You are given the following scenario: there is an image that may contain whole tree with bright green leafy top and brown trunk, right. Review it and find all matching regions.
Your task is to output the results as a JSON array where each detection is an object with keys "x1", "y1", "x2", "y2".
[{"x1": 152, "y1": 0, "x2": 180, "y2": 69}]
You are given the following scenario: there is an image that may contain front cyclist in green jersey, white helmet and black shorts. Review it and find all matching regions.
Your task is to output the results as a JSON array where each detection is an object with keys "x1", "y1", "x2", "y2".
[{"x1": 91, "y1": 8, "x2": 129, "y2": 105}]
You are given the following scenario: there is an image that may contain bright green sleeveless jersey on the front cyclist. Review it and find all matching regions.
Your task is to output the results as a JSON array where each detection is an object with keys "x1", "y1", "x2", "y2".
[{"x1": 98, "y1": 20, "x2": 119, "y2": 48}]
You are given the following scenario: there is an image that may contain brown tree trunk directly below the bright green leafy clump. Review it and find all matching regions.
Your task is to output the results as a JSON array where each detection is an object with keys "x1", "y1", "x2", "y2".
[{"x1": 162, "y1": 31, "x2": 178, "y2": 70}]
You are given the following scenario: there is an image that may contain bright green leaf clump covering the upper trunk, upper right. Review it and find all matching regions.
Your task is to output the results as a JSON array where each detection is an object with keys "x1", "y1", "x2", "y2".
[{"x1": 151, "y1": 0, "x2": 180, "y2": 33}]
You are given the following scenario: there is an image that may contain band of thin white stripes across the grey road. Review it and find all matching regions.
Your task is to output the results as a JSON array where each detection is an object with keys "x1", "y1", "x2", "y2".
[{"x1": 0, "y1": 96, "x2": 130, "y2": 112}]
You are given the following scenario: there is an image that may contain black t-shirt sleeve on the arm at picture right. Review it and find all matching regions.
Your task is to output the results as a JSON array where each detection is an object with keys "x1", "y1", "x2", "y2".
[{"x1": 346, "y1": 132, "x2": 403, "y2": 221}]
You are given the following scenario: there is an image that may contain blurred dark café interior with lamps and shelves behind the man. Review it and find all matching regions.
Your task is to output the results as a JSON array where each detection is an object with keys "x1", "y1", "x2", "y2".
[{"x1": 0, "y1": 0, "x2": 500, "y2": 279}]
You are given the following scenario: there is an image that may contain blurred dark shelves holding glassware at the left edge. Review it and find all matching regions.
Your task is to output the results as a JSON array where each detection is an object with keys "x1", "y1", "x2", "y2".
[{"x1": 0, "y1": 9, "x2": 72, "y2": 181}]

——————

Problem statement:
An exact copy of all the entries above is what is needed.

Solution to this exercise:
You are given the following scenario: there is an image that may contain whole tree with bright green leafy top and brown trunk, right. Review it and find all matching regions.
Your task is to output the results as a JSON array where each detection is an object with keys "x1", "y1", "x2", "y2".
[{"x1": 152, "y1": 0, "x2": 180, "y2": 69}]
You are given the following scenario: there is an image that may contain front cyclist in green jersey, white helmet and black shorts. Review it and find all matching regions.
Your task is to output the results as a JSON array where each detection is an object with keys "x1", "y1", "x2", "y2".
[{"x1": 91, "y1": 8, "x2": 129, "y2": 105}]
You are given the following scenario: there is an image that may contain bright green sleeveless jersey on the front cyclist. Review it and find all matching regions.
Your task is to output the results as a JSON array where each detection is an object with keys "x1", "y1", "x2", "y2".
[{"x1": 98, "y1": 20, "x2": 119, "y2": 48}]
You are given the following scenario: there is an image that may contain brown tree trunk directly below the bright green leafy clump. Review it and find all matching regions.
Your task is to output the results as a JSON array where each detection is an object with keys "x1", "y1", "x2", "y2".
[{"x1": 162, "y1": 31, "x2": 178, "y2": 70}]
You are given the following scenario: there is an image that may contain bright green leaf clump covering the upper trunk, upper right. Review it and find all matching regions.
Your task is to output the results as a JSON array where each detection is an object with keys "x1", "y1", "x2", "y2".
[{"x1": 151, "y1": 0, "x2": 180, "y2": 33}]
You are given the following scenario: there is an image that may contain band of thin white stripes across the grey road. Review it and find all matching regions.
Your task is to output the results as a JSON array where each detection is an object with keys "x1", "y1", "x2", "y2".
[{"x1": 0, "y1": 96, "x2": 130, "y2": 112}]
You are given the following scenario: there is an image that may contain black t-shirt sleeve on the arm at picture right. Review it and find all matching regions.
Your task is to output the results as a JSON array where each detection is an object with keys "x1", "y1", "x2", "y2".
[{"x1": 346, "y1": 132, "x2": 403, "y2": 221}]
You are given the following scenario: there is an image that may contain blurred dark café interior with lamps and shelves behind the man. Review it and find all matching regions.
Your task is to output the results as a JSON array where each detection is an object with keys "x1", "y1", "x2", "y2".
[{"x1": 0, "y1": 0, "x2": 500, "y2": 279}]
You are given the following scenario: there is an image that may contain blurred dark shelves holding glassware at the left edge. Review it and find all matching regions.
Your task is to output the results as a JSON array where each detection is an object with keys "x1", "y1", "x2", "y2".
[{"x1": 0, "y1": 9, "x2": 72, "y2": 181}]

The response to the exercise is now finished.